* **TASK REQUIREMENTS**
Please identify and copy every line in the records below that contains the word "track".

* **GIVEN ENTRIES**
-*-
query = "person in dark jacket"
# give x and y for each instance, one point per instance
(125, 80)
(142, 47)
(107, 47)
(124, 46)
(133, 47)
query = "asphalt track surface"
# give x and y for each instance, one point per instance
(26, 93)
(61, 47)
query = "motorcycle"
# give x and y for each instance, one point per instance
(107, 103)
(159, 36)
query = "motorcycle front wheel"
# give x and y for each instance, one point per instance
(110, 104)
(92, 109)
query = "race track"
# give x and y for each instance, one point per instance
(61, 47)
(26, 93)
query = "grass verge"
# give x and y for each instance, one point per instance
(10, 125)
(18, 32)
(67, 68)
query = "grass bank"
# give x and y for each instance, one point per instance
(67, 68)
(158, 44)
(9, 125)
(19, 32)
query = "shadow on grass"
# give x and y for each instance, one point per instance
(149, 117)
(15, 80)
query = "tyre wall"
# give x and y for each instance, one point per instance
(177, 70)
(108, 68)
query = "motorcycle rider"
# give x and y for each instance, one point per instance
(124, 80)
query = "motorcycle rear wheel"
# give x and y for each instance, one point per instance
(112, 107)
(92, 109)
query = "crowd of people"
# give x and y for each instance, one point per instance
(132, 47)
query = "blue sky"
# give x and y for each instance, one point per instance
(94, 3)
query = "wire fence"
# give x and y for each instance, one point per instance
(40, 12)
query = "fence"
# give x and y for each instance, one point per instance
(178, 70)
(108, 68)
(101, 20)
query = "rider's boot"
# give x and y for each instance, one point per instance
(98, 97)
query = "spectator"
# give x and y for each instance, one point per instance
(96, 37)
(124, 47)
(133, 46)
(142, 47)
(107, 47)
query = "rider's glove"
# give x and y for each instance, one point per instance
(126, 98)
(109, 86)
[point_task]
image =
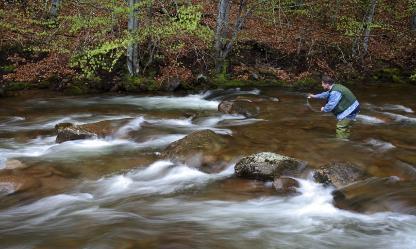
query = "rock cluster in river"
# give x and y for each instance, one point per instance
(68, 131)
(339, 174)
(249, 106)
(284, 170)
(198, 148)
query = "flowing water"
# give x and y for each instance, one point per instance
(117, 192)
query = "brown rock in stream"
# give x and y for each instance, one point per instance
(339, 174)
(198, 148)
(241, 107)
(69, 131)
(267, 166)
(285, 185)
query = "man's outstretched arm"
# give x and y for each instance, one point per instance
(334, 98)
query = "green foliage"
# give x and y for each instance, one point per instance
(349, 26)
(413, 77)
(101, 58)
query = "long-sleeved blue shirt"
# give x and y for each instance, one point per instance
(333, 98)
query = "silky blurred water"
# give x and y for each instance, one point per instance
(116, 192)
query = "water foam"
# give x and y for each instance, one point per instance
(369, 119)
(380, 145)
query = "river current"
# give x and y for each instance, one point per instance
(117, 192)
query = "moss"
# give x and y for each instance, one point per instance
(7, 68)
(74, 90)
(306, 84)
(232, 83)
(138, 84)
(390, 75)
(17, 86)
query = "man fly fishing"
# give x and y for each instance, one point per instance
(341, 102)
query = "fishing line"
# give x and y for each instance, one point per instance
(310, 107)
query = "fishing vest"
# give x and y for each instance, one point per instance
(347, 98)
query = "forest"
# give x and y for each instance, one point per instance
(142, 45)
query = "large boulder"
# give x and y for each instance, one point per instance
(69, 131)
(339, 174)
(267, 166)
(198, 148)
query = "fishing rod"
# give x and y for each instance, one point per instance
(309, 106)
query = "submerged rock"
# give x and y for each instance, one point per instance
(285, 185)
(198, 148)
(69, 131)
(268, 166)
(339, 174)
(247, 105)
(240, 107)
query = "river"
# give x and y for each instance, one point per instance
(116, 192)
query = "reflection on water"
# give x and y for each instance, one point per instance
(115, 192)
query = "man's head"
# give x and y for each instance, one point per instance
(327, 82)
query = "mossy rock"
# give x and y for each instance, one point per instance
(76, 90)
(306, 84)
(233, 83)
(7, 68)
(390, 75)
(139, 84)
(17, 86)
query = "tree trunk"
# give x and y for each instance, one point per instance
(221, 33)
(367, 27)
(133, 49)
(53, 12)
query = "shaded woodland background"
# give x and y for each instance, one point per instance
(149, 44)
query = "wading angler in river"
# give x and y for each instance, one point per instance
(341, 102)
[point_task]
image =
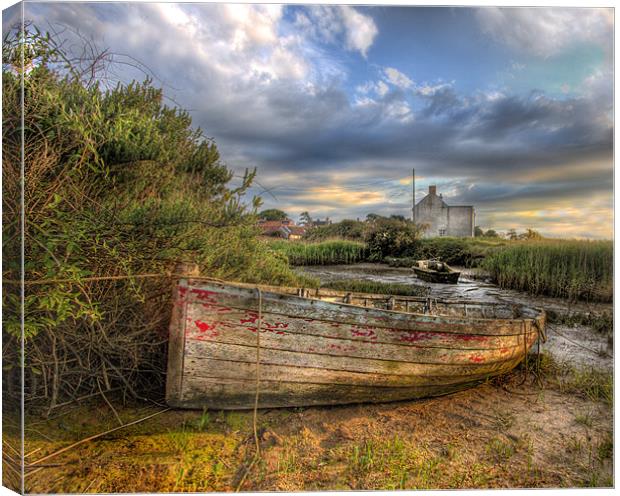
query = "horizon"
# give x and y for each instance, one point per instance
(506, 109)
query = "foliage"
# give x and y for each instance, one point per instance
(305, 219)
(391, 237)
(345, 229)
(563, 268)
(376, 287)
(273, 214)
(116, 184)
(323, 253)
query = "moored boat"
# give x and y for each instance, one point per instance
(329, 347)
(436, 271)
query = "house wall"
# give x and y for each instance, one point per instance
(442, 219)
(434, 212)
(460, 221)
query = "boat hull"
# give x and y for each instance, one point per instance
(451, 277)
(314, 352)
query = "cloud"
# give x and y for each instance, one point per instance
(344, 24)
(397, 78)
(360, 29)
(547, 31)
(264, 84)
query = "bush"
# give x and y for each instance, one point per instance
(391, 237)
(117, 185)
(323, 253)
(345, 229)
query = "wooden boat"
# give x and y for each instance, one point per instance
(329, 347)
(436, 271)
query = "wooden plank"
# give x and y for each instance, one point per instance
(244, 299)
(231, 394)
(176, 346)
(212, 318)
(197, 369)
(279, 339)
(199, 351)
(316, 352)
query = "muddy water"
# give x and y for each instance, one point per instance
(577, 345)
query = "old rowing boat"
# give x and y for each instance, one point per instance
(330, 347)
(435, 271)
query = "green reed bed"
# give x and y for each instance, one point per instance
(562, 268)
(323, 253)
(376, 287)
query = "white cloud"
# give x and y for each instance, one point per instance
(397, 78)
(547, 31)
(427, 89)
(382, 88)
(330, 24)
(360, 29)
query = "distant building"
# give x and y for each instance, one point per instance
(442, 219)
(319, 222)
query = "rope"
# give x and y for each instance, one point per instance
(524, 327)
(258, 327)
(90, 438)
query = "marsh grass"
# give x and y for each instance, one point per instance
(593, 384)
(562, 268)
(376, 287)
(329, 252)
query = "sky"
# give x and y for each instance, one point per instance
(506, 109)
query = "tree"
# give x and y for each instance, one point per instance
(305, 219)
(273, 214)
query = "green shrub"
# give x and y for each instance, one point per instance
(562, 268)
(323, 253)
(376, 287)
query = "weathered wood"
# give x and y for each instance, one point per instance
(228, 394)
(176, 347)
(245, 371)
(293, 306)
(278, 339)
(198, 351)
(208, 322)
(320, 352)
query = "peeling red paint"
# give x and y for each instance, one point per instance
(251, 318)
(207, 331)
(412, 337)
(470, 337)
(367, 332)
(203, 294)
(476, 358)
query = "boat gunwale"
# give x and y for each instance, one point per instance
(540, 312)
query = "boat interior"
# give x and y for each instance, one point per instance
(409, 304)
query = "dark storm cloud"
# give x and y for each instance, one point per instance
(279, 103)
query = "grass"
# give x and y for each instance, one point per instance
(601, 322)
(376, 287)
(595, 385)
(329, 252)
(561, 268)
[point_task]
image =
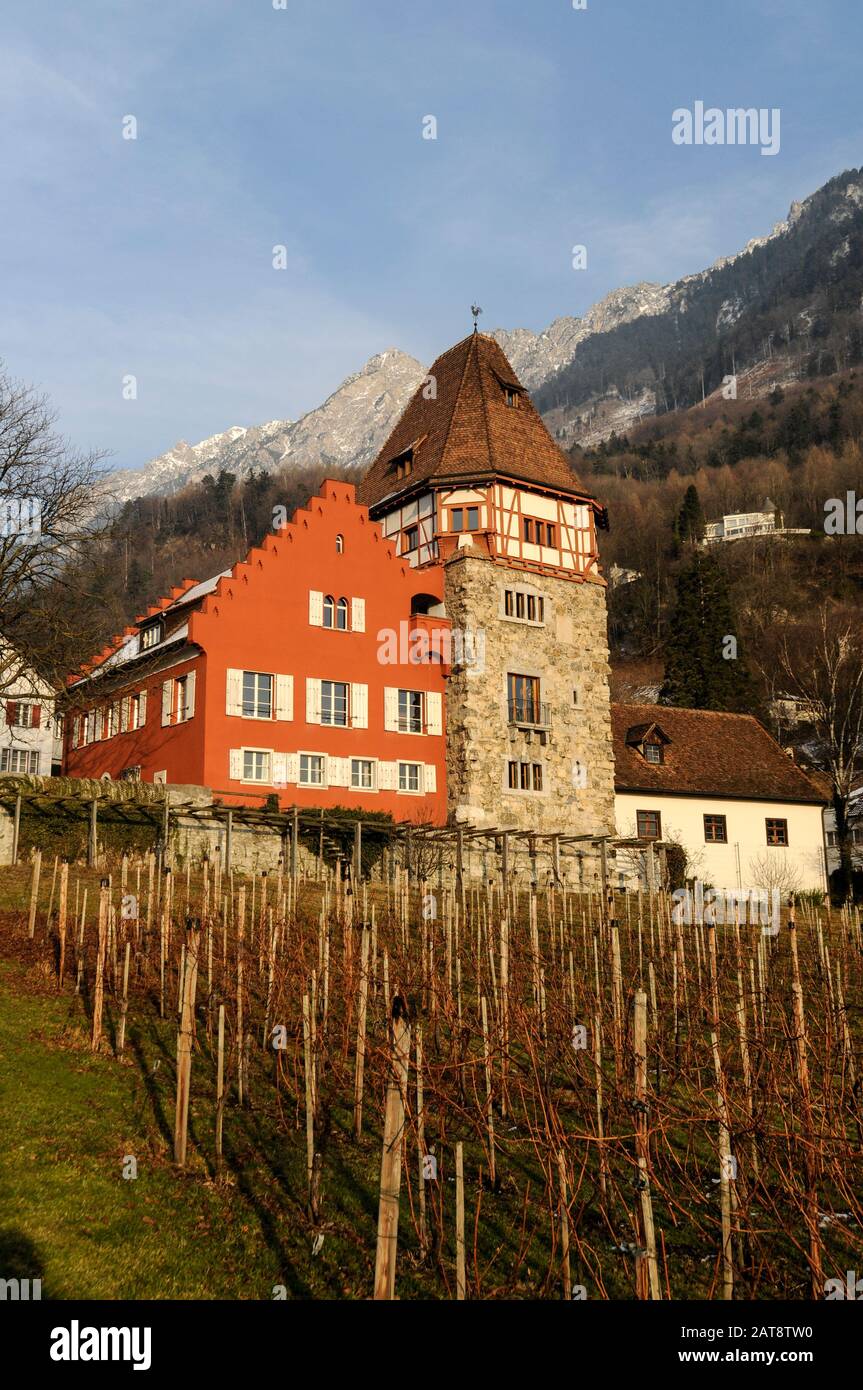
-*-
* **SOLVED PROBLEM**
query = "asphalt track surface"
query = "race track"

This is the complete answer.